> **Document extract**:
# # # # # # #

World Cancer Day Special

Cancer is a leading cause of death worldwide, accounting for an estimated 9.6 million deaths in just year 2018.

Most common cancers (2018 world-wide):

Lung (2.09 million cases)

Breast (2.09 million cases)

Colorectal (1.80 million cases)

Prostate (1.28 million cases)

Skin cancer (non-melanoma) (1.04 million cases)

Stomach (1.03 million cases)

Most deadly cancers:

Lung (1.76 million deaths)

Colorectal (862 000 deaths)

Stomach (783 000 deaths)

Liver (782 000 deaths)

Breast (627 000 deaths)

Common causes of cancers:

Tobacco use, alcohol use, unhealthy diet, and physical inactivity are major cancer risk factors worldwide and are also theses 4 shared risk factors for other noncommunicable diseases. Some chronic infections are risk factors for cancer and have major relevance in low- and middle-income countries.

Approximately 15% of cancers diagnosed in 2012 were attributed to carcinogenic infections, including Helicobacter pylori, Human papillomavirus (HPV), Hepatitis B virus, Hepatitis C virus, and Epstein-Barr virus3. Hepatitis B and C virus and some types of HPV increase the risk for liver and cervical cancer, respectively. Infection with HIV substantially increases the risk of cancers such as cervical cancer.

Prevention:

• Vaccinate against HPV and hepatitis B virus;
• Control occupational hazards;
• Reduce exposure to ultraviolet radiation;
• Reduce exposure to ionizing radiation (occupational or medical diagnostic imaging).

# # # # # # #

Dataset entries
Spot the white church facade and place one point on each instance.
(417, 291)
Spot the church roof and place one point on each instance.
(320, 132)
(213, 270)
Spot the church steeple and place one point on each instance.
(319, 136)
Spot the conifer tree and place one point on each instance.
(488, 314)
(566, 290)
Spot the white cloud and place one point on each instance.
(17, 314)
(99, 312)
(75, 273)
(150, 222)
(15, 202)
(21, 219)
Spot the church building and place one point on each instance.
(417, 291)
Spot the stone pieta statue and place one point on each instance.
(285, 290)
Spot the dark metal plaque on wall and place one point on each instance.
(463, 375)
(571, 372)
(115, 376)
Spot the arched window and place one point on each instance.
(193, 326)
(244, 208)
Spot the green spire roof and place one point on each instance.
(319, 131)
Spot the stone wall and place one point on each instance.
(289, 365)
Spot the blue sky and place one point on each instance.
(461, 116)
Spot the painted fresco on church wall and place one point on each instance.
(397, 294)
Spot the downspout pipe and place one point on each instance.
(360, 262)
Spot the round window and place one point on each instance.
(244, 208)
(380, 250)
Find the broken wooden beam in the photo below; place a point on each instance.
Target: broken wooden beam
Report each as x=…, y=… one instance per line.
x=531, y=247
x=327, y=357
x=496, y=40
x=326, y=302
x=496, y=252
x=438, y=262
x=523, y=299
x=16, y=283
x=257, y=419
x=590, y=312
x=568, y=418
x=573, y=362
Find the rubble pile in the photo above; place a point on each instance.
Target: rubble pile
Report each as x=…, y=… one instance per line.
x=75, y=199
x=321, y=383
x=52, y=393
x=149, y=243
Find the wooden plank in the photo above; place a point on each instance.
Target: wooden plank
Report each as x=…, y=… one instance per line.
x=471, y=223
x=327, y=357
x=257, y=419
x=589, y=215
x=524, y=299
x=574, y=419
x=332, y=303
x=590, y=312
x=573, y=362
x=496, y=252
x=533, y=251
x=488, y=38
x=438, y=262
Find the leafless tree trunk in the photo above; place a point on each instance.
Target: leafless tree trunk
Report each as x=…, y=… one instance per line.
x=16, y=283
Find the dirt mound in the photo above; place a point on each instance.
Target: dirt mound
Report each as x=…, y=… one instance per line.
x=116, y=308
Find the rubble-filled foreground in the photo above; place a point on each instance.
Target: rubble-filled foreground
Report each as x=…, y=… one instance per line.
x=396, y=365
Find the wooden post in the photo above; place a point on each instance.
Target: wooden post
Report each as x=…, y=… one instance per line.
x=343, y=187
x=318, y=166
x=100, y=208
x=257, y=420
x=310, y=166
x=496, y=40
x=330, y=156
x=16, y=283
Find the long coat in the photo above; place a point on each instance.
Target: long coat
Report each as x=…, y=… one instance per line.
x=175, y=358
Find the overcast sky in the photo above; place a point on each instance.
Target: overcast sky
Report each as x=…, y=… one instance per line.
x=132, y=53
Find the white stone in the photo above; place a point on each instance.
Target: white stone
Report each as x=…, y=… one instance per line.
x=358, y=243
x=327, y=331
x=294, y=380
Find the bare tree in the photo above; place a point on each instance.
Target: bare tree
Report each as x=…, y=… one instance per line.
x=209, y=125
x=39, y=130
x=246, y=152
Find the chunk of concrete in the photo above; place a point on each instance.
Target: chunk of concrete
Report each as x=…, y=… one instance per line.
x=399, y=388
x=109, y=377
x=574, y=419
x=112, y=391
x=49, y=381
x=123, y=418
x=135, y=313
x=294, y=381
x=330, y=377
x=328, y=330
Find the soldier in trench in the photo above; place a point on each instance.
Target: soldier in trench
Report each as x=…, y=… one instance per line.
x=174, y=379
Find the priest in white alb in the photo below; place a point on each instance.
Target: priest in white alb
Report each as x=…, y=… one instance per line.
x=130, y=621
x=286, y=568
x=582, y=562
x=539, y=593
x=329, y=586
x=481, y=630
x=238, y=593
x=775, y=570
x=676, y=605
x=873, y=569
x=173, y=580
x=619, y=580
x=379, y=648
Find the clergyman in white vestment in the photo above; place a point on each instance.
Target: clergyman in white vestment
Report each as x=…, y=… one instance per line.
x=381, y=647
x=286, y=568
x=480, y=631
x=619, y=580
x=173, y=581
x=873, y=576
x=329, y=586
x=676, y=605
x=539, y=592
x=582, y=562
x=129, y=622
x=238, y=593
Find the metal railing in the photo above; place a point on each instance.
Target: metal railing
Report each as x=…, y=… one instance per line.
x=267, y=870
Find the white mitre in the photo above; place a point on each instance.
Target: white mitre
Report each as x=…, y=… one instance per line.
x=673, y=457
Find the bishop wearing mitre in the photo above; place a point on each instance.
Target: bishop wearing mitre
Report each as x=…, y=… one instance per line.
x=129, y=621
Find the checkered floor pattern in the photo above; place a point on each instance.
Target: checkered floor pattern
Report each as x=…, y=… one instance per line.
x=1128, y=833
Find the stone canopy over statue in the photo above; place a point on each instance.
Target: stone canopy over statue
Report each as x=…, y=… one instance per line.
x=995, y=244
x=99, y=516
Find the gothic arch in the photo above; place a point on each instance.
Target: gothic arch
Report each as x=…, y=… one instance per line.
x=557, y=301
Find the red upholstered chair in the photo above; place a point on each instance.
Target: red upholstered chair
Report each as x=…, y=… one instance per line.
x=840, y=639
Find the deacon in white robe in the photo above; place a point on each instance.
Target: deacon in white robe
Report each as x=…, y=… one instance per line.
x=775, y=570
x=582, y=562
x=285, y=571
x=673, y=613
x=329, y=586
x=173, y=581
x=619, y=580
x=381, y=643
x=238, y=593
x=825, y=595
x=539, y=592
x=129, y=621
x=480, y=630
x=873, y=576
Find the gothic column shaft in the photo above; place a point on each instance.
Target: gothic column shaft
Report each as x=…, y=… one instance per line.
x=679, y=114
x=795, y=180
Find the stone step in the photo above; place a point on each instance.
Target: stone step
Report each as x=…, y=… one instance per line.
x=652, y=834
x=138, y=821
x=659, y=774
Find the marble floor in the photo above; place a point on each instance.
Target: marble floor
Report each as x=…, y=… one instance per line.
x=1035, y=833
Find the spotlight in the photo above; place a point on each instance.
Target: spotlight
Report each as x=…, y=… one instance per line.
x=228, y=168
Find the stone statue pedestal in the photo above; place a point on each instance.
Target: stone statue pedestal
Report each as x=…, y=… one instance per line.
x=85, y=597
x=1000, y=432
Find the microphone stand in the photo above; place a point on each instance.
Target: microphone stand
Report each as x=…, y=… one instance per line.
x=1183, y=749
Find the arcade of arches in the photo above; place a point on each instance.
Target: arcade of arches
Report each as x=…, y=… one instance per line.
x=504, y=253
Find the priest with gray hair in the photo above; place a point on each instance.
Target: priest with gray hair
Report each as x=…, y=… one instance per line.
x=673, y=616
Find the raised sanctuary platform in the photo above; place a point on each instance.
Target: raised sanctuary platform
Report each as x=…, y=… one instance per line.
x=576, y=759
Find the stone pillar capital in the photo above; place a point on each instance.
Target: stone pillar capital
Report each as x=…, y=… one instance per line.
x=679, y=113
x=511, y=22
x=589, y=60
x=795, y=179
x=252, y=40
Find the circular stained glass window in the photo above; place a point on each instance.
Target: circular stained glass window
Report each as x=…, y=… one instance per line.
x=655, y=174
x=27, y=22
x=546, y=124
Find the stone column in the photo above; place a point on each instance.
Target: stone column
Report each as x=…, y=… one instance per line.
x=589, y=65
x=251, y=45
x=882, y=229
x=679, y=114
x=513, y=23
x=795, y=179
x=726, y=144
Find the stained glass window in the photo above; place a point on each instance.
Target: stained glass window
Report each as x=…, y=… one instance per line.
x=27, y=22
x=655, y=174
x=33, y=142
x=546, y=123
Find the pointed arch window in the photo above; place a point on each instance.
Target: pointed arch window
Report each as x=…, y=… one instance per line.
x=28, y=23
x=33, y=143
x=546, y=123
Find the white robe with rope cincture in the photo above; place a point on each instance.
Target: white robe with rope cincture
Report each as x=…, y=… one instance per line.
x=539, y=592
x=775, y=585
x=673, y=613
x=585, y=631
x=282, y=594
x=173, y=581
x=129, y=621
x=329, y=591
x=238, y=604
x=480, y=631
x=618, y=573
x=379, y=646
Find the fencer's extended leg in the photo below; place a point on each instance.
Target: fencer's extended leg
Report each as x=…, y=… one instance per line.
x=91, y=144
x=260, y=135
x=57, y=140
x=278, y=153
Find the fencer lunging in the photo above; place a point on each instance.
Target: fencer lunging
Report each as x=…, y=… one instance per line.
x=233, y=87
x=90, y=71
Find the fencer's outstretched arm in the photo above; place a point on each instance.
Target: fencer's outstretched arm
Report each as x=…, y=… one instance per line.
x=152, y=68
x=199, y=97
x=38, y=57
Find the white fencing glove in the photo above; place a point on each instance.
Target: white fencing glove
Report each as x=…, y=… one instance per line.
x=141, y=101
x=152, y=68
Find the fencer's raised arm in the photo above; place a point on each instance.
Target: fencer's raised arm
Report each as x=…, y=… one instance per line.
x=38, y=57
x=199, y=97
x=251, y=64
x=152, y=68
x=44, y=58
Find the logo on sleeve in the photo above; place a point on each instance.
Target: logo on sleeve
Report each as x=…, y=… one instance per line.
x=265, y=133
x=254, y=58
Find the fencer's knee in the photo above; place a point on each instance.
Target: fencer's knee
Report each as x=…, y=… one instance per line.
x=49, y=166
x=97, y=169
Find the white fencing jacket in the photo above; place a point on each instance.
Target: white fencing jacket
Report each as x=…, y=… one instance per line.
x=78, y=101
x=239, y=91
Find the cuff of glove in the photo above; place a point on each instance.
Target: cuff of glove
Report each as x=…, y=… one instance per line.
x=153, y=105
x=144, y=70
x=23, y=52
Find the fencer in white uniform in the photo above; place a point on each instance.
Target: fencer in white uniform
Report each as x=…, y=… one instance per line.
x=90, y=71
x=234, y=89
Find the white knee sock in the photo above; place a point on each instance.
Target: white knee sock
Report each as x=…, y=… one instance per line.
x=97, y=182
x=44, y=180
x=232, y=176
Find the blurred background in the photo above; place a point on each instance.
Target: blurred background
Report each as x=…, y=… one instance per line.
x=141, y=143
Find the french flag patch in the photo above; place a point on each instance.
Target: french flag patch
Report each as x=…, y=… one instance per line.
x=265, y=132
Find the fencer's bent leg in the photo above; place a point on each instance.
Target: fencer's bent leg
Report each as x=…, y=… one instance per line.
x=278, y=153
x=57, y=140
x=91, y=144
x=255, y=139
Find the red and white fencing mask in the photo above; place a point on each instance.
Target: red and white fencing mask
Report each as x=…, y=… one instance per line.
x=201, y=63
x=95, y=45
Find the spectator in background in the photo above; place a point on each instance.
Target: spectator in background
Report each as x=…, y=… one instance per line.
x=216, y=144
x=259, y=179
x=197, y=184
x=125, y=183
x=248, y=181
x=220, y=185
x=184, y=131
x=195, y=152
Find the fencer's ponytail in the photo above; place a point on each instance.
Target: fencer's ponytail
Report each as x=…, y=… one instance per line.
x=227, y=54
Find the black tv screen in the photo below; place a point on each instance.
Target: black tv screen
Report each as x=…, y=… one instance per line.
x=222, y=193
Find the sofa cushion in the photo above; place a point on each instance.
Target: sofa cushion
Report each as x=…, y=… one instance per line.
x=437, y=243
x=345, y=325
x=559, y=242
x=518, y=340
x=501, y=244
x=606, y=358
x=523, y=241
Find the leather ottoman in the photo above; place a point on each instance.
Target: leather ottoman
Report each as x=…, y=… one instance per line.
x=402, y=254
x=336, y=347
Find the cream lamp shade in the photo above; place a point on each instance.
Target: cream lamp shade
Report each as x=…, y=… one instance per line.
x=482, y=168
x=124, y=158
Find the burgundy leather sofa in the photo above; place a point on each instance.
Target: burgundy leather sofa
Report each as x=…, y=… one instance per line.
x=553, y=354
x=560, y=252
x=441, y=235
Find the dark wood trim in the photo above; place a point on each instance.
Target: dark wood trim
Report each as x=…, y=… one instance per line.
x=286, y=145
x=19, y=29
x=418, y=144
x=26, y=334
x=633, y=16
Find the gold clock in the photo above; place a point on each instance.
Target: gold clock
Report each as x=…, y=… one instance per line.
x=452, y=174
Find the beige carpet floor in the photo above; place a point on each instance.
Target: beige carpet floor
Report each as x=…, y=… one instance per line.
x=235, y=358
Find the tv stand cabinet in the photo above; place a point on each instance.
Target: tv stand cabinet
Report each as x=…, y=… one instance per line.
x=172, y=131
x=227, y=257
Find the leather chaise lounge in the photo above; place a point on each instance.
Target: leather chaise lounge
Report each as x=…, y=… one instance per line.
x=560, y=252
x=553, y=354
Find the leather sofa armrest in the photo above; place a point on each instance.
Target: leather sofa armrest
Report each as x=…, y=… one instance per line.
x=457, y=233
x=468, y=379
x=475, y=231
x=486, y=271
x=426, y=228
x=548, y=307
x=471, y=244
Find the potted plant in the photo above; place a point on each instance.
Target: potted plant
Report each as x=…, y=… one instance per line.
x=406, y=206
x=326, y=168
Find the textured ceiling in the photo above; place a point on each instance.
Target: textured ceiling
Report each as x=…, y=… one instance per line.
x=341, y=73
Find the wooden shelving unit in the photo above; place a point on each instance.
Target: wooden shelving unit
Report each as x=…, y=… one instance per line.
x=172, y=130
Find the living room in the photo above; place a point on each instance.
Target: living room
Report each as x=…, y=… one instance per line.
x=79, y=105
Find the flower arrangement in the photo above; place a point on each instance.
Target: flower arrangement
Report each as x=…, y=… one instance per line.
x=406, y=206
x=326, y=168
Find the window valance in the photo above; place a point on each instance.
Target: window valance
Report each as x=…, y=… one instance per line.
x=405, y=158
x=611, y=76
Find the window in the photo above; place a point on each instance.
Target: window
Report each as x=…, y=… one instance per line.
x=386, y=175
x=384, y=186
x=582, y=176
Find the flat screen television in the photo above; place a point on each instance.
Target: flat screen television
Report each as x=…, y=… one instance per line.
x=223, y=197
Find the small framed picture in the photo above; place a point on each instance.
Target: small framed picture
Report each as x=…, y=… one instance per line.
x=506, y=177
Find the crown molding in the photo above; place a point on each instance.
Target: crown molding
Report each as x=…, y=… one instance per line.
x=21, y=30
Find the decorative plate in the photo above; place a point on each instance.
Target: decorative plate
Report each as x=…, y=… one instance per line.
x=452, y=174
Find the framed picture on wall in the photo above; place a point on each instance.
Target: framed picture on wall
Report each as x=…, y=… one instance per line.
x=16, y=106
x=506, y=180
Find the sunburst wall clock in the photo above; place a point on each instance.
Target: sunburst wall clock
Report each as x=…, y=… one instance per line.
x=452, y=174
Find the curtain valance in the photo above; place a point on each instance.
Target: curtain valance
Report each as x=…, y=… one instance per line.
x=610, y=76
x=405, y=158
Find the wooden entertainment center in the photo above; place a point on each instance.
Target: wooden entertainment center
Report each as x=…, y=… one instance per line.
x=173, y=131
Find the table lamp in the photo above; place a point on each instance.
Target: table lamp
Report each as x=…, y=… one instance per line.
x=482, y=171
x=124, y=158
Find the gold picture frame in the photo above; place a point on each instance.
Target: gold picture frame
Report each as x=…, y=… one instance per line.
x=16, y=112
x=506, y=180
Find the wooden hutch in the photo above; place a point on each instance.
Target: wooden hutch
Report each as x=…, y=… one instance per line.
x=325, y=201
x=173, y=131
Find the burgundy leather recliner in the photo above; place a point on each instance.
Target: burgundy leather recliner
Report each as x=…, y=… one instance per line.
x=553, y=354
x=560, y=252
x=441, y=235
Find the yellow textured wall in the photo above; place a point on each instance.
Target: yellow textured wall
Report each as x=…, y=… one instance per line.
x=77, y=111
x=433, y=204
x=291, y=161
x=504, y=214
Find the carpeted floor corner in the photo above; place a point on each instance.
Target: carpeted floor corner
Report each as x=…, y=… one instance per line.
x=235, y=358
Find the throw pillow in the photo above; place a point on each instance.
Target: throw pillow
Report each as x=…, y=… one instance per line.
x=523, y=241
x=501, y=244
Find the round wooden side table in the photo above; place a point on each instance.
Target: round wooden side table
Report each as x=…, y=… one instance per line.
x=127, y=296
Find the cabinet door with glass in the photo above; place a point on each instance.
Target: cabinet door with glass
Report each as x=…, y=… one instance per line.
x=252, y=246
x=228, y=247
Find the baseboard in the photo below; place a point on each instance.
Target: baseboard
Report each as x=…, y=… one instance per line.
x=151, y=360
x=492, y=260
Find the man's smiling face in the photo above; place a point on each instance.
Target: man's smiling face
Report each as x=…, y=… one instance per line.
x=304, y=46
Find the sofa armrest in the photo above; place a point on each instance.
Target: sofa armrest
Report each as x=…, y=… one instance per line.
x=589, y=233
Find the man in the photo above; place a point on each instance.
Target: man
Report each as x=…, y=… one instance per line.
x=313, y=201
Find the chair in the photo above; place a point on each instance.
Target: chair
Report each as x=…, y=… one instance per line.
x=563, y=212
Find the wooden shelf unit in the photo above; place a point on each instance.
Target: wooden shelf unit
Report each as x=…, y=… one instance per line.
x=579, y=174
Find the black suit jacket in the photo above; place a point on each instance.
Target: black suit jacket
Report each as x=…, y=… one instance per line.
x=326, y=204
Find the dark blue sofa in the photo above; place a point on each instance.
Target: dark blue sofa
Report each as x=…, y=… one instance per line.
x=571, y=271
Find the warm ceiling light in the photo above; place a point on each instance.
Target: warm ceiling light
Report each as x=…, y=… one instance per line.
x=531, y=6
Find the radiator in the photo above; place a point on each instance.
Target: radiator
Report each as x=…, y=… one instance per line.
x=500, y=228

# # # # # # #

According to the World Cancer Day page, how many deaths was colorectal cancer responsible for? The data has no role here.

> **Answer section**:
862 000 deaths.